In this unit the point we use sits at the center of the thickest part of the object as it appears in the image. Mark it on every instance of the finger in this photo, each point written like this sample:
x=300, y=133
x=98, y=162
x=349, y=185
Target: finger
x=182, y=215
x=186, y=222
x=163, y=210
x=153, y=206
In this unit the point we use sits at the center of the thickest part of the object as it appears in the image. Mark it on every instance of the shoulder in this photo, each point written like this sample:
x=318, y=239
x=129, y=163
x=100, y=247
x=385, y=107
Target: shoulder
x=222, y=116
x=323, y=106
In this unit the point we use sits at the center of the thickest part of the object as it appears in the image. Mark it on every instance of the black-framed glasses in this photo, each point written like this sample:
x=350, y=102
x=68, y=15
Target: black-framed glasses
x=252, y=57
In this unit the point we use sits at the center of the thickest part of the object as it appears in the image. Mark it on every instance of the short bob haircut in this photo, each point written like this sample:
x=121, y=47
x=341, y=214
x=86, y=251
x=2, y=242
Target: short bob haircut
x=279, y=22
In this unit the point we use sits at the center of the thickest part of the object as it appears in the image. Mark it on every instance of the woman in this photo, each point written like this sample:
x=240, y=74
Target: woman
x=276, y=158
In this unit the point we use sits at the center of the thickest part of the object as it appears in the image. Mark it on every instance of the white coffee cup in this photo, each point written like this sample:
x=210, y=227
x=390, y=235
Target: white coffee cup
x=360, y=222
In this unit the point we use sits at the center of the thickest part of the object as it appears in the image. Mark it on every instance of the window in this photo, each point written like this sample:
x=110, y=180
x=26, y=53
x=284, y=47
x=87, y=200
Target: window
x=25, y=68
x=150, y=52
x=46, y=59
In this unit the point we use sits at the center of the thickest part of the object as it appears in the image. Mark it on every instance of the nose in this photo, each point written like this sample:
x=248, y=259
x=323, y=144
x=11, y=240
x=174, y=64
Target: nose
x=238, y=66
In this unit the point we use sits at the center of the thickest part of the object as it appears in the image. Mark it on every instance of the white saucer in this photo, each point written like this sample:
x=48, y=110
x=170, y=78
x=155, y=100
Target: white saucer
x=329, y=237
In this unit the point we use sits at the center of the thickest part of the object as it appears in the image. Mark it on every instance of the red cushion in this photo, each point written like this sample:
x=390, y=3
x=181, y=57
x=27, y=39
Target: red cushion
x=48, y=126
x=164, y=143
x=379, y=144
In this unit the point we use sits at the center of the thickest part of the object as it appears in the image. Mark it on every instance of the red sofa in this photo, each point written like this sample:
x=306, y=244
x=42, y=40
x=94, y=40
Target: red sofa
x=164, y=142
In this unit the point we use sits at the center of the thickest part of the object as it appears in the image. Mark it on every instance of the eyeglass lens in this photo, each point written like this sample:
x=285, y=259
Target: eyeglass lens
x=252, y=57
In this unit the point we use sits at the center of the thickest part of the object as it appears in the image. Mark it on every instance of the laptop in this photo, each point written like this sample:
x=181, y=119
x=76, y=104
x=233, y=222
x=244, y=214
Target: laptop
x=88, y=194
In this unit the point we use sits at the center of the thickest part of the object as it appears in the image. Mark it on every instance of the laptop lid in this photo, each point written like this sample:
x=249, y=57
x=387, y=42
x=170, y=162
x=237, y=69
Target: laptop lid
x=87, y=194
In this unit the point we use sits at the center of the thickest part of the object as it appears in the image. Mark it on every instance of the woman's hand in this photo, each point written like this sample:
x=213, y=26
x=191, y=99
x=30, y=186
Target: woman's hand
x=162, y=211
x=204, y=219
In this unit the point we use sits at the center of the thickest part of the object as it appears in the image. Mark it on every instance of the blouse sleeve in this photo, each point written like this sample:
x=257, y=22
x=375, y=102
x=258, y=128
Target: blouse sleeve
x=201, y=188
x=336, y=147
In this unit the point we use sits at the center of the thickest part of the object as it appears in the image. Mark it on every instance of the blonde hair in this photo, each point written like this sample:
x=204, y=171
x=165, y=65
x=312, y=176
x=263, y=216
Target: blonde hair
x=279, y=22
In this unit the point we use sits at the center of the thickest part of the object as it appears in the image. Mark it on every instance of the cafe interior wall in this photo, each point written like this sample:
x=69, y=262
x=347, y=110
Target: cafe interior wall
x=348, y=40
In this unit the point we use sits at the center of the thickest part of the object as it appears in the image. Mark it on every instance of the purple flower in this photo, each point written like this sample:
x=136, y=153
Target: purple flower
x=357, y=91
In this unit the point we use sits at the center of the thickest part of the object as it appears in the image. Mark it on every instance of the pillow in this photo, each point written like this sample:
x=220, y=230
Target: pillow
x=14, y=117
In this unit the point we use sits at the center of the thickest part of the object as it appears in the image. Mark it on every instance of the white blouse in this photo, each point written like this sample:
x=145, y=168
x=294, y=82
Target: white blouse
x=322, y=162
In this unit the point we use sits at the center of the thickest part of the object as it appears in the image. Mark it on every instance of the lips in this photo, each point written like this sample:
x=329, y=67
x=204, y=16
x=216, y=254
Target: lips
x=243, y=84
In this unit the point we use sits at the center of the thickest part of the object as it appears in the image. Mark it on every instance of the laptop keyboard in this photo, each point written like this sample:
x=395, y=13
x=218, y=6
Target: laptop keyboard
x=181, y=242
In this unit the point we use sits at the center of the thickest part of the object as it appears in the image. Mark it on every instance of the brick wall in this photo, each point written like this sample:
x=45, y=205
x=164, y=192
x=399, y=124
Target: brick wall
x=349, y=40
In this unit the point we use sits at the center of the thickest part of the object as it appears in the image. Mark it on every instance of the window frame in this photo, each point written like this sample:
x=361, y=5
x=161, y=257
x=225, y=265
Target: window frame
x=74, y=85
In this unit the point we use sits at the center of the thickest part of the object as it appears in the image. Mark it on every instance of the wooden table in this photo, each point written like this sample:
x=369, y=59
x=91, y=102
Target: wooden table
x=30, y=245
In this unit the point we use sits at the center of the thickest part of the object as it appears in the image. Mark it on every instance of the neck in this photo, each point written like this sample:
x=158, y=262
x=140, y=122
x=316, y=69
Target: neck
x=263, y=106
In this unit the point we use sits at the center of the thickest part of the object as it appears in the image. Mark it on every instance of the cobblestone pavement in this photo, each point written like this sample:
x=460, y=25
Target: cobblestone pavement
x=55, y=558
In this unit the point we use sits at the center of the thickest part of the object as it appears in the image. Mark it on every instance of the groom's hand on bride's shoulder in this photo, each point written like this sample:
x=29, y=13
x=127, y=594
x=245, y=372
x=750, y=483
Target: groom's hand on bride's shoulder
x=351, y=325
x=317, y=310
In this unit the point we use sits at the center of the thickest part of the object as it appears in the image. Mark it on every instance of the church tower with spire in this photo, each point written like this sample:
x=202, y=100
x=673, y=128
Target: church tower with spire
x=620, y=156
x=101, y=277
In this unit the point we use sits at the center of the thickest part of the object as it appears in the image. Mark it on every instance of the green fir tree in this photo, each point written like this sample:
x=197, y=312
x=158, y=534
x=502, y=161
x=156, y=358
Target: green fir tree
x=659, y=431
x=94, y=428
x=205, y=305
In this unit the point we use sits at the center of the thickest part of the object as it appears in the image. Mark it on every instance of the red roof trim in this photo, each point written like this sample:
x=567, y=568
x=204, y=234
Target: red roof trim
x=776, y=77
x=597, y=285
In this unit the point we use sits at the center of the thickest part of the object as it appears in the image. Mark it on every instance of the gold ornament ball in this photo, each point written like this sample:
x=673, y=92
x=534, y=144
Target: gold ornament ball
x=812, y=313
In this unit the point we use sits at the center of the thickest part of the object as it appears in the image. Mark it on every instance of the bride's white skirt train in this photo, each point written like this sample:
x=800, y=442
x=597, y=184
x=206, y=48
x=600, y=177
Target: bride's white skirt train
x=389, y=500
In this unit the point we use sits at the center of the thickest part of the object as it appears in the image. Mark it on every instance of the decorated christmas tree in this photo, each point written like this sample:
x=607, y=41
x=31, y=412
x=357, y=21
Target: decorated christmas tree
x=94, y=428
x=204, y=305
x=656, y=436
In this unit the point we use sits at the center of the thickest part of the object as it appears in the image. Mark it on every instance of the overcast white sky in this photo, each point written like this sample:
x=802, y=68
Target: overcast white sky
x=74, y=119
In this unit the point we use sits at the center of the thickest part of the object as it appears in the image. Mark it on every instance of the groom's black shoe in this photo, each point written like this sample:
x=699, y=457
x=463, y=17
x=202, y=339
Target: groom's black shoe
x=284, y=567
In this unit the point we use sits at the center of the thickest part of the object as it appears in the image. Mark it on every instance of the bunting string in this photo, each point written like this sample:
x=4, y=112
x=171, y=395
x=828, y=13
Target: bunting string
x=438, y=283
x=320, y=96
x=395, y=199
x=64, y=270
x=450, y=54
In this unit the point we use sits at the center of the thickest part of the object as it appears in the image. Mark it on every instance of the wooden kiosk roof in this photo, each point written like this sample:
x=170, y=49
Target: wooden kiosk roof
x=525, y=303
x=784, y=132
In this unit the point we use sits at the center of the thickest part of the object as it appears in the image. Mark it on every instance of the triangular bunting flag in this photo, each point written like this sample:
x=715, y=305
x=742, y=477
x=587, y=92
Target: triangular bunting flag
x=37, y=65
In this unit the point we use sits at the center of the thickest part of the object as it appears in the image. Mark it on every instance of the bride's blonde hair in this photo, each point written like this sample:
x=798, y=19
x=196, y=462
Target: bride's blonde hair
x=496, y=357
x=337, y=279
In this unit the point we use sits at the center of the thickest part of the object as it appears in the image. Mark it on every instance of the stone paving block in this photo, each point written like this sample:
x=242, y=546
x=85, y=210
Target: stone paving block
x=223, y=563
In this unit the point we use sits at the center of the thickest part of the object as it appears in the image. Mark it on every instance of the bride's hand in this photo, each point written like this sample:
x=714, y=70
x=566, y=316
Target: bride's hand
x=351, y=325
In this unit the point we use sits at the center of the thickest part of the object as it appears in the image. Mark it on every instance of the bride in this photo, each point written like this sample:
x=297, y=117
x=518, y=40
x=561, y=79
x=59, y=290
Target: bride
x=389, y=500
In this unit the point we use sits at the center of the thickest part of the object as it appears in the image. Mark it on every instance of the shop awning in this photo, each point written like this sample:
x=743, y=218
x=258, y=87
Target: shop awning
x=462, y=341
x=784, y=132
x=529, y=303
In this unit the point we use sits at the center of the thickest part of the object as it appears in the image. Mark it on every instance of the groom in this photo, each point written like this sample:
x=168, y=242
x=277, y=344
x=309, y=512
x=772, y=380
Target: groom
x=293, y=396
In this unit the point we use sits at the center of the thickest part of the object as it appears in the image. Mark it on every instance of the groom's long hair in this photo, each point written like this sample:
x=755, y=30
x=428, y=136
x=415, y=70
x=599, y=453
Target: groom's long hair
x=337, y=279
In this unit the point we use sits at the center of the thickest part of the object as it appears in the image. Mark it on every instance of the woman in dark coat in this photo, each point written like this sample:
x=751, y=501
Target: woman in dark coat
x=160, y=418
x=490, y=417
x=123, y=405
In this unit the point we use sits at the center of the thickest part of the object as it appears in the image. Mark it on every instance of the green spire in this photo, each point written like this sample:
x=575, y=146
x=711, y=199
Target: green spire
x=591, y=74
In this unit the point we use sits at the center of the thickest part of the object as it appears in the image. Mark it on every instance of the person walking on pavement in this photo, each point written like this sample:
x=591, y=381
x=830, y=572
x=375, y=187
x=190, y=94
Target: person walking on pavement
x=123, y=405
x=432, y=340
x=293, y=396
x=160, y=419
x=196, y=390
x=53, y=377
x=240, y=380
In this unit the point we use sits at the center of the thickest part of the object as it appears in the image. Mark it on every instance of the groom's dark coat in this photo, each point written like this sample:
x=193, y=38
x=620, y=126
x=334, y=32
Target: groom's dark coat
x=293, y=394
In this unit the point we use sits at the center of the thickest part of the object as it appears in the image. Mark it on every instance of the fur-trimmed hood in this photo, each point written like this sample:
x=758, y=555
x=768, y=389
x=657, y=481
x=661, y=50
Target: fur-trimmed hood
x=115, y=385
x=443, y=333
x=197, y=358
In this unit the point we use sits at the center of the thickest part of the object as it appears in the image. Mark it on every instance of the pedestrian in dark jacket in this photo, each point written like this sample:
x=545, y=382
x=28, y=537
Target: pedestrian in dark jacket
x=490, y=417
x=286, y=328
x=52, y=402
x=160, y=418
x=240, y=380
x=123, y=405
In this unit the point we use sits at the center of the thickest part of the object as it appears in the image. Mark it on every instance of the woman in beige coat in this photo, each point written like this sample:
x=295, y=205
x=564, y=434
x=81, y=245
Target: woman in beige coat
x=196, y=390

= = = = = = =

**Exercise instructions:** Convert the lines of the data above, from the line with "of the lips" up to and including the line with "x=349, y=40", into a Markdown table. Give it the two columns "Row" and "Line", number the rows, and omit any blank lines.

**Response to this exercise:**
| Row | Line |
|---|---|
| 1 | In this unit the point we use sits at the center of the thickest part of the object as it appears in the image. Mark it on every instance of the lips in this photo, each point written like this sample: |
| 2 | x=329, y=67 |
| 3 | x=204, y=16 |
| 4 | x=216, y=254 |
| 5 | Target: lips |
| 6 | x=243, y=84 |
| 7 | In this unit the point we use sits at the center of the thickest part of the object as it appears in the image. Mark it on every instance of the laptop keyboard in this photo, each point written like this sample: |
| 8 | x=395, y=13 |
| 9 | x=218, y=6 |
| 10 | Target: laptop keyboard |
| 11 | x=181, y=242 |
| 12 | In this unit the point we use sits at the center of the thickest part of the object as it appears in the image. Mark it on every instance of the brick wall in this photo, each point written like this sample: |
| 13 | x=45, y=205 |
| 14 | x=164, y=192 |
| 15 | x=399, y=124 |
| 16 | Target: brick wall |
| 17 | x=349, y=40 |